• [Set of tasks]
a) Could you set down everything in the passage on cost-sharing reduction funding from "Related: Court ruling threatens" down to "cost-sharing reduction program.", copied word for word?
b) Using the passage on cost-sharing reduction funding, what are the answers to these questions?
(i) What position does Mark Mazur hold?
(ii) How many Obama administration officials did Rangel thank?
(iii) According to Rangel, who writes the law?

Republicans on the committee released a report summarizing their arguments about the constitutionality of program funding and accusing the administration of failing to respond properly to congressional investigations of program funding.

Related: Court ruling threatens $5 billion in PPACA insurer subsidy payments

Mark Mazur, assistant secretary for tax policy at the U.S. Treasury Department, testified at a subcommittee hearing, which was streamed live on the Internet, that the same section in the ACA that provides a permanent appropriation for the ACA exchange plan premium tax credit subsidy program provides a permanent appropriation for the cost-sharing reduction program.

Rep. Charles Rangel, D-N.Y., said critics of cost-sharing reduction program funding should come up with another way to help the people who are getting the subsidy.

“If they don’t have it, they can die,” Rangel said at the hearing, which was streamed live on the Internet. “They can absolutely die if they don’t have the money to pay for care.”

Rangel thanked four Obama administration officials who came to respond to Republican attacks on cost-sharing reduction program funding.

“We write the law,” Rangel told them. “You interpret it, and they take us to court.”

• [Recorded information]
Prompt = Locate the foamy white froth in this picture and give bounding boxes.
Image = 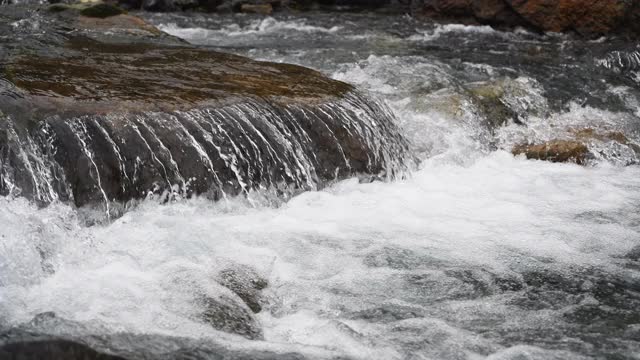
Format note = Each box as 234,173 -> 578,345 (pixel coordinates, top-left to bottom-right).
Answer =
0,152 -> 640,358
0,11 -> 640,360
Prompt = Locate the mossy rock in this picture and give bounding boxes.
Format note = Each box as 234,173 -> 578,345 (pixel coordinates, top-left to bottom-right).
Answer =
80,3 -> 125,19
512,140 -> 591,165
48,3 -> 126,19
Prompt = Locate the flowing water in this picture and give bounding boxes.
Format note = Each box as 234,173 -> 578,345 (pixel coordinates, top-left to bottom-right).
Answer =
0,9 -> 640,359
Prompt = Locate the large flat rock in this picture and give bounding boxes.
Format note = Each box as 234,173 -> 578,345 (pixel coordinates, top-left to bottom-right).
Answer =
0,6 -> 407,214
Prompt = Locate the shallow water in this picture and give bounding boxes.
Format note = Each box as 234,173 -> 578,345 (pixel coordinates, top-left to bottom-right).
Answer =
0,9 -> 640,359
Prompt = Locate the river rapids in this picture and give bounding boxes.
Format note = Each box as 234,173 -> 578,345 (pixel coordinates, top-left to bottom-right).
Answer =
0,13 -> 640,359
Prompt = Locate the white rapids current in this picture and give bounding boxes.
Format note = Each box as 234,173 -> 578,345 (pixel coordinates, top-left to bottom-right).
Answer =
0,11 -> 640,359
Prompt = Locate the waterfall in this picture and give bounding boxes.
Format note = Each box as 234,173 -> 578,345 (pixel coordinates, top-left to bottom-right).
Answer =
0,92 -> 408,216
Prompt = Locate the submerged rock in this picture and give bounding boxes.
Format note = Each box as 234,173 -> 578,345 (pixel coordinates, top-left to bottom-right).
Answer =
217,265 -> 269,313
0,6 -> 408,213
240,4 -> 273,15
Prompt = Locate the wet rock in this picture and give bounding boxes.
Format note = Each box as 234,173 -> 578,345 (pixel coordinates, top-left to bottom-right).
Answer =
240,4 -> 273,15
198,295 -> 263,340
469,84 -> 520,131
422,0 -> 523,26
0,6 -> 408,214
0,338 -> 126,360
142,0 -> 200,12
421,0 -> 640,36
216,265 -> 268,313
363,246 -> 443,270
512,140 -> 591,165
506,0 -> 636,35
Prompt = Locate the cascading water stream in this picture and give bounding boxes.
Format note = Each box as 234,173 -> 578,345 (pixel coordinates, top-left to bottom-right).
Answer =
0,7 -> 640,360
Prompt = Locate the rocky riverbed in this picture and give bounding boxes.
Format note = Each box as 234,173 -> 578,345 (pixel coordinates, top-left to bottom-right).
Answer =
0,1 -> 640,360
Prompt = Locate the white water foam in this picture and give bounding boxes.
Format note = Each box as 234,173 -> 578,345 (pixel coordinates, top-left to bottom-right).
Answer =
0,152 -> 640,359
158,17 -> 341,41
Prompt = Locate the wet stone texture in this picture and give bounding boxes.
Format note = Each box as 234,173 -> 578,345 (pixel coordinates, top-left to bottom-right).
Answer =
0,6 -> 407,212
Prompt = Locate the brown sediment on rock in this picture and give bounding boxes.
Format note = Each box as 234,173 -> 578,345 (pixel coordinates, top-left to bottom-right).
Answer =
0,4 -> 408,208
511,140 -> 590,165
412,0 -> 640,36
5,38 -> 353,112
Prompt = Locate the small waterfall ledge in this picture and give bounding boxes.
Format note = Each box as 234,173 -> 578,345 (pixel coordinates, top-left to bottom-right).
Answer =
0,7 -> 408,216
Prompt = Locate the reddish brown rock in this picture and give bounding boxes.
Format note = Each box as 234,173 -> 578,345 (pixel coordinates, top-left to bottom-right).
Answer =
511,140 -> 589,165
424,0 -> 523,26
506,0 -> 631,35
423,0 -> 640,36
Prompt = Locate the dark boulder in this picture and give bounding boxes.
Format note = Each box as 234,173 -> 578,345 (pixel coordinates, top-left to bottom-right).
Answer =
0,313 -> 306,360
421,0 -> 640,37
216,265 -> 268,313
0,6 -> 408,213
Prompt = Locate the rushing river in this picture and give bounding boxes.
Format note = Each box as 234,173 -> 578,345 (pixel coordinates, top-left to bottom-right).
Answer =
0,9 -> 640,359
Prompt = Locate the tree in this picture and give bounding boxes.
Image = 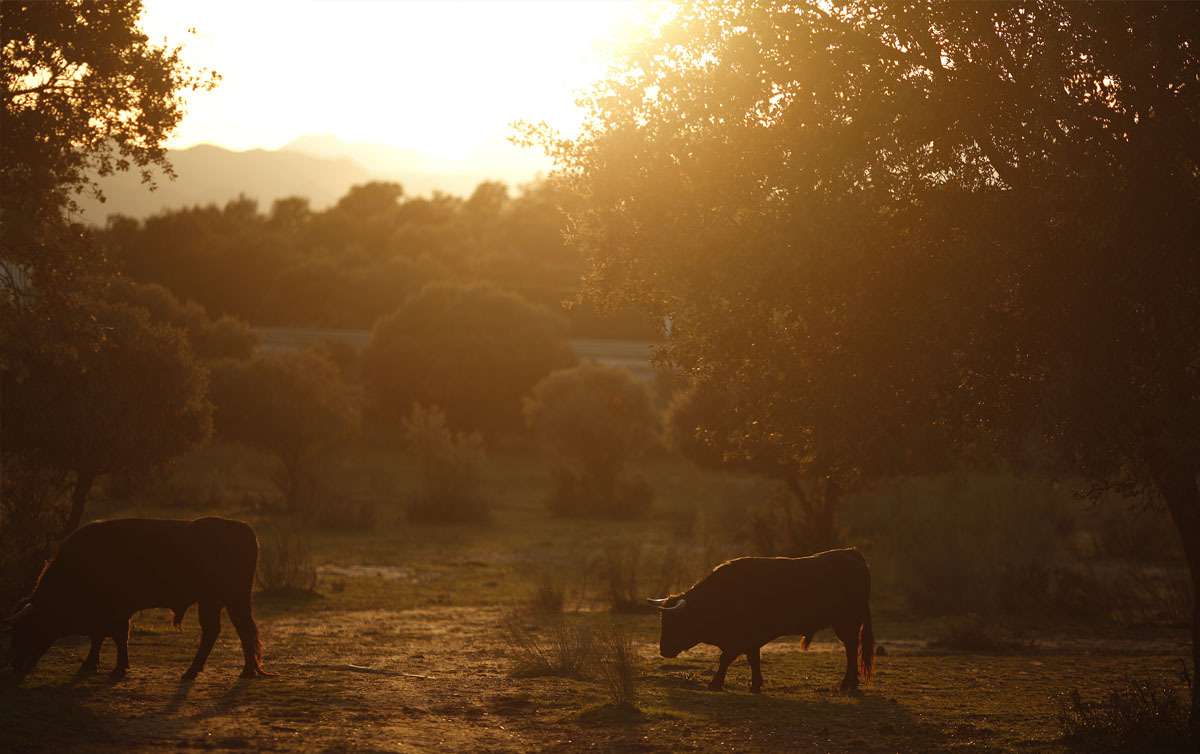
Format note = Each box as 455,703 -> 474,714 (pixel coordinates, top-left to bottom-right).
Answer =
524,364 -> 659,515
547,0 -> 1200,726
0,297 -> 212,535
362,283 -> 575,433
106,279 -> 258,359
212,351 -> 358,513
0,0 -> 217,295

• [Answers]
a)
Related: Court ruling threatens $5 billion in PPACA insurer subsidy payments

Mark Mazur, assistant secretary for tax policy at the U.S. Treasury Department, testified at a subcommittee hearing, which was streamed live on the Internet, that the same section in the ACA that provides a permanent appropriation for the ACA exchange plan premium tax credit subsidy program provides a permanent appropriation for the cost-sharing reduction program.

b)
(i) Assistant secretary for tax policy at the U.S. Treasury Department
(ii) Four
(iii) "We," meaning Rangel and his fellow members of Congress